Descripción del ejercicio:
Continúa, por favor, el texto sobre Cormac McCarthy y su novela «La carretera» a partir de su última frase.

Fragmento del documento:
::::::::::

Nunca he tenido muy claro de dónde viene esta vena mía
de sentir auténtica atracción por los escenarios postapocalípticos. Me fascinan
de un modo intenso. Quizá porque en ellos ya no eres lo que eras, ya no hay lo
que había y el olvido es casi dueño y señor de todo. Sí, los protagonistas de
estas historias recuerdan, pero los recuerdos son como fotografías en blanco y
negro que se van difuminando por efecto del tiempo y su contenido casi deja de
tener sentido. También me apasionan narraciones y películas de desastres y cataclismos, sean naturales o
provocados. Incluso, por muy malas que sean, esas cutrecillas de invasiones
extraterrestres con mala baba que lo dejan todo convertido en un erial.
Llegué a “La carretera” por un profesor de literatura
de mi hijo mayor, que estaba empeñado es descubrirles lecturas diferentes. Es un
libro extraño al menos, con una manera de narrar distinta y una forma de
presentar los diálogos que a veces es casi descarnada. Desde luego no es una
novela que guste a todos y provoca sentimientos encontrados: o te entusiasma o
no te gusta en absoluto, pero jamás te deja indiferente. Ni frío. Pero frío es
lo que destila cada una de las páginas, un frío gris, sucio, inclemente y
aterrador. Quizá lo mejor sea caminar nosotros también en La carretera para entender
ese mundo desolado que Cormac McCarthy dibujó con maestría.
EL AUTOR: CORMAC MCCARTHY
Nacido en 1933 en Providence pero criado en Knoxville
(EEUU), su padre era abogado y tuvo una educación católica y bastante
conservadora antes de ingresar en la universidad. Pasó unos años en el ejército
del aire de Estados Unidos sin haber terminado sus estudios. Muy influido por
William Faulkner escribió su primera novela, El guardián del vergel, en 1965,
con una ambientación muy rural. Tres años después publicó La oscuridad
exterior, que mezcla algunos toques góticos con un “western” casi crepuscular.

::::::::::

Datos sin procesar:

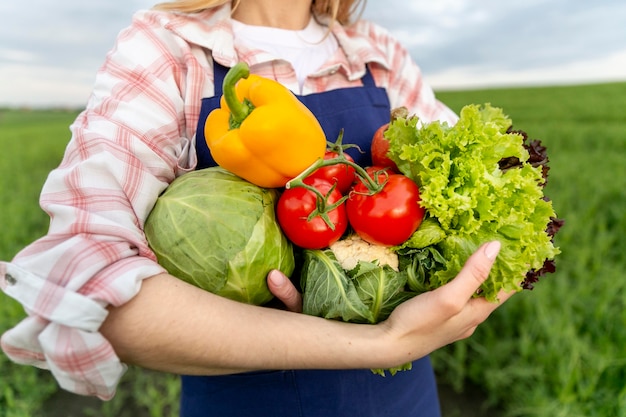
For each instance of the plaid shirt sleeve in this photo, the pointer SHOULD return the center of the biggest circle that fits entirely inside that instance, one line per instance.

::::::::::

Resultado del ejercicio:
Su tercera novela tuvo que esperar hasta 1973, Hijo de
Dios. En ella el estilo es ya más directo, muy áspero pero con una gran
intensidad lírica y una atmósfera inimitable, como es seña de identidad también
en La carretera. Meridiano de sangre, en 1985, da una vuelta de tuerca más a su
incursión en el “western” más sucio y brutal protagonizado por un grupo de
pistoleros que se dedican a exterminar indios. Cormac cambió de registro
completamente con Todos los caballos bellos en 1992, ya que la novela puede
considerarse romántica, y con la que ganó el National Book Award.
En 2005 publica No es país para viejos retomando de
nuevo ese estilo de “western” crepuscular, que tan buenas críticas había
cosechado, en la que el asesino a sueldo que la protagoniza es absolutamente
aterrador. Ya en 2006 llega La carretera, por la que ganó el Premio Pulitzer,
en la que narra la historia de un padre y un hijo en un mundo devastado.
También ha probado suerte en el teatro, aunque con menos éxito. En 2013 Ridley
Scott estrenó El consejero, protagonizada por Michael Fassbender, en la que
Cormac había escrito el guión. Se acusó a Scott de no haber entendido la
filosofía de Cormac ni a sus personajes y la película pasó casi sin pena ni
gloria.
FRÍA Y GRIS DEVASTACIÓN
El mundo, tal y como lo conocemos, ha desaparecido. Un
apocalipsis del que nada se nos cuenta ha convertido el planeta en un páramo
gris y helado, en el que los ríos no tienen vida, la vegetación ha muerto y los
pocos supervivientes que van quedando se arrastran buscando cómo seguir vivos
un día más. La mayoría están solos o en pequeños grupos, intentando encontrar
comida y refugio. Pero muchos se han unido en grupos brutales que han optado
por el canibalismo como modo de vida.
Camino al sur, un padre y un hijo caminan siguiendo la
carretera. Confían en que, al borde del mar, las cosas irán mejor. Ambos sólo
se tienen el uno al otro pero tratan, sobre todo, de no perder su humanidad.
Huyen a veces. Se alegran otras con pequeñas alegrías inesperadas. A menudo
tienen miedo y siempre el frío les muerde la carne. El amor del padre por su
hijo y la devoción de éste por su padre son lo único cálido que vamos a encontrar.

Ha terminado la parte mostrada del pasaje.